---- Records supplied
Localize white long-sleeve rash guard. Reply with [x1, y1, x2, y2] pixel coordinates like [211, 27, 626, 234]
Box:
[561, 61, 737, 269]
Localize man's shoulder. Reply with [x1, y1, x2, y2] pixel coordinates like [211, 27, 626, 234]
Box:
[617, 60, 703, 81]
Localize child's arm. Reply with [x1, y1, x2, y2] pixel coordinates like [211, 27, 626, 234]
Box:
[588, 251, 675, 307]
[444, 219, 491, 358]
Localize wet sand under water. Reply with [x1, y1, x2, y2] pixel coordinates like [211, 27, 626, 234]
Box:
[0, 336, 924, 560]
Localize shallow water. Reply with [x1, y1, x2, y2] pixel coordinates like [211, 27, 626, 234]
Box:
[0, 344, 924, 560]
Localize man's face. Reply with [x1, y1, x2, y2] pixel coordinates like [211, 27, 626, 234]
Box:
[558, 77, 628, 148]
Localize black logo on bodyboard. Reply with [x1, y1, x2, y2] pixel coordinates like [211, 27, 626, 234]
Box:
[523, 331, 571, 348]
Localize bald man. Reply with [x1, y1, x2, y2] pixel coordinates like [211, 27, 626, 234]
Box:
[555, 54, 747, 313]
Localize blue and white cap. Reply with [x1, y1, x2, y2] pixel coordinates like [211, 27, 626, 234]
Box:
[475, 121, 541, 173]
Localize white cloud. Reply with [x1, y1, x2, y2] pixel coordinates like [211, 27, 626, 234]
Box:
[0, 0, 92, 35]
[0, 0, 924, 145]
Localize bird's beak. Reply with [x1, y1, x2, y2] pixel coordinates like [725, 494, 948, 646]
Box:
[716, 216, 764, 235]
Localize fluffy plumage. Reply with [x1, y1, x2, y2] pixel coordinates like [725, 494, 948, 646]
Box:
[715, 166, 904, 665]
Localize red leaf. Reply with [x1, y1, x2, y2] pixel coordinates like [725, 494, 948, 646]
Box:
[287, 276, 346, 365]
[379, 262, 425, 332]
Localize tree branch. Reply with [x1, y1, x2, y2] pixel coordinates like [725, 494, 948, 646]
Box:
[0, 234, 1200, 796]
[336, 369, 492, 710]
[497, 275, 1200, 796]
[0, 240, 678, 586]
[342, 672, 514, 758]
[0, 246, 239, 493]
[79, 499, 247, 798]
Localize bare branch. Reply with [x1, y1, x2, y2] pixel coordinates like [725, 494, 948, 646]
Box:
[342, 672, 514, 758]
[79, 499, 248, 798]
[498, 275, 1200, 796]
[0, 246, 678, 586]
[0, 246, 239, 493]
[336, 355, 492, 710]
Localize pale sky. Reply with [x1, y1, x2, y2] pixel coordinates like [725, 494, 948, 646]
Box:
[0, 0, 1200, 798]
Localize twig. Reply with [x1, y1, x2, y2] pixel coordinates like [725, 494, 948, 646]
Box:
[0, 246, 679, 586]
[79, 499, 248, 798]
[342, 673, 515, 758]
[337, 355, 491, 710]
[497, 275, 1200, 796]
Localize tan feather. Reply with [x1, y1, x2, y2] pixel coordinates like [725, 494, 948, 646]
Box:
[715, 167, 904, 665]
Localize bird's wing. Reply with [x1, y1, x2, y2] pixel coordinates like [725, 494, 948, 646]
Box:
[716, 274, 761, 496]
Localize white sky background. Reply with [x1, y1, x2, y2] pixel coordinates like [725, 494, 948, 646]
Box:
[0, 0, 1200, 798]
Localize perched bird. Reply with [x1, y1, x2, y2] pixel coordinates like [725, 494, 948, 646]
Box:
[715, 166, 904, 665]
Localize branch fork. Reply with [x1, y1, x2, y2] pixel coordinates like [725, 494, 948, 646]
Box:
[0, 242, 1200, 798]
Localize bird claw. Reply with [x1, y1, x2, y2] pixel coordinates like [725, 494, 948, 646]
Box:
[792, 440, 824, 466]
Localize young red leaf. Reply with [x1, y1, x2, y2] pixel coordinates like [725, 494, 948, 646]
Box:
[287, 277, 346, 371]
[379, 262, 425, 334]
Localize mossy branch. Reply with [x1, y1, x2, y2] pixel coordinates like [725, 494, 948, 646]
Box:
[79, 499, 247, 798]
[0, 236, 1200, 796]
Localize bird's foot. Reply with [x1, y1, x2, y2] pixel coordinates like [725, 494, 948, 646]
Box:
--------
Format the listing above as a numbered list, leaving out the blank lines.

1. Localize white long-sleeve rash guard. Reply with [x1, y1, x2, y2] pixel coordinates like [211, 27, 626, 234]
2. Box:
3. [561, 61, 737, 269]
4. Localize man's shoulder. Reply with [x1, y1, x2, y2] pixel coordinates like [211, 27, 626, 234]
5. Box:
6. [617, 60, 703, 81]
7. Localize child's arm. Reply with [x1, y1, x2, y2] pixel coordinates like [211, 27, 626, 234]
8. Box:
9. [588, 251, 675, 307]
10. [444, 219, 491, 358]
11. Localize wet sand under water. Reply with [x1, y1, x2, y2] pixel coordinates like [211, 27, 626, 234]
12. Box:
13. [0, 336, 924, 560]
14. Localize shallow water. Reply with [x1, y1, x2, y2] pixel coordinates like [211, 27, 626, 234]
15. Box:
16. [0, 344, 924, 560]
17. Localize man's face. Reply with [x1, y1, x2, y2] pixel coordinates like [211, 27, 626, 234]
18. Box:
19. [558, 77, 628, 148]
20. Localize black logo on bodyboard. Reply with [x1, y1, x2, y2] pixel coordinates like [211, 27, 626, 234]
21. Box:
22. [523, 331, 571, 348]
23. Localize bald man. Reply with [x1, y1, x2, y2] pixel coordinates like [211, 27, 626, 234]
24. Box:
25. [555, 54, 747, 313]
26. Localize blue and white cap. Reply with [x1, y1, x2, y2] pixel coordinates like [211, 27, 626, 234]
27. Box:
28. [475, 121, 541, 173]
29. Localize white cloud. Reply with [x1, y1, x2, y2] pixel coordinates like [211, 27, 626, 234]
30. Box:
31. [0, 0, 92, 35]
32. [0, 0, 924, 145]
33. Localize bird's beak. Reply with [x1, y1, x2, y2] pixel coordinates like [725, 494, 948, 646]
34. Box:
35. [716, 216, 764, 235]
36. Localize fluffy plumage. Reply with [x1, y1, x2, y2] pixel coordinates like [725, 494, 948, 646]
37. Box:
38. [715, 166, 904, 665]
39. Localize red leaf. Reply with [x1, y1, x2, y2] pixel coordinates like [725, 494, 948, 646]
40. Box:
41. [287, 276, 346, 365]
42. [379, 262, 425, 332]
43. Localize tree branch. Reply with [x1, y1, x2, y2] pixel coordinates like [725, 494, 948, 646]
44. Box:
45. [0, 234, 1200, 796]
46. [336, 369, 492, 710]
47. [497, 275, 1200, 796]
48. [0, 240, 678, 586]
49. [342, 672, 514, 758]
50. [0, 246, 239, 493]
51. [79, 499, 247, 798]
52. Localize bare branch. Reply with [x1, y1, x2, y2] pixel coordinates like [725, 494, 948, 646]
53. Box:
54. [342, 672, 514, 758]
55. [79, 499, 248, 798]
56. [498, 275, 1200, 796]
57. [0, 246, 678, 586]
58. [0, 246, 239, 493]
59. [336, 355, 492, 710]
60. Localize pale sky. Reply with [x1, y1, x2, y2] pixel coordinates like [725, 494, 948, 646]
61. Box:
62. [0, 0, 1200, 798]
63. Localize twig. Reply with [x1, y1, x2, y2] pixel coordinates like [725, 494, 948, 646]
64. Box:
65. [0, 246, 679, 586]
66. [79, 499, 248, 798]
67. [342, 673, 515, 758]
68. [337, 355, 491, 710]
69. [497, 275, 1200, 796]
70. Localize tan feather. Reply with [x1, y1, x2, y2] pixel coordinates like [725, 494, 948, 646]
71. Box:
72. [715, 167, 904, 665]
73. Localize bird's wing. Reply with [x1, y1, x2, y2] pixel coordinates like [725, 494, 948, 646]
74. Box:
75. [716, 274, 761, 496]
76. Localize white sky background. Reply with [x1, y1, x2, y2] pixel coordinates like [725, 494, 948, 646]
77. Box:
78. [0, 0, 1200, 798]
79. Localize perched bird. Reply with [x1, y1, x2, y2] pixel coordinates like [725, 494, 948, 646]
80. Box:
81. [715, 166, 904, 665]
82. Localize branch fork. Reply with [x1, y1, x2, y2] pixel coordinates like [725, 494, 948, 646]
83. Box:
84. [0, 242, 1200, 798]
85. Localize bird claw. Reply with [x1, y1, x2, y2] pixel coordinates like [725, 494, 948, 646]
86. Box:
87. [792, 440, 824, 466]
88. Localize young red leaf. Reply with [x1, y1, x2, y2] pixel coordinates like [725, 494, 948, 646]
89. Box:
90. [287, 277, 346, 371]
91. [379, 262, 425, 334]
92. Localize mossy branch. Reply with [x1, y1, x2, y2] pixel coordinates like [725, 494, 948, 646]
93. Box:
94. [79, 499, 247, 798]
95. [0, 236, 1200, 796]
96. Localize bird's foot. Reply with [x1, y1, x2, y2] pixel coordinates like [725, 494, 948, 646]
97. Box:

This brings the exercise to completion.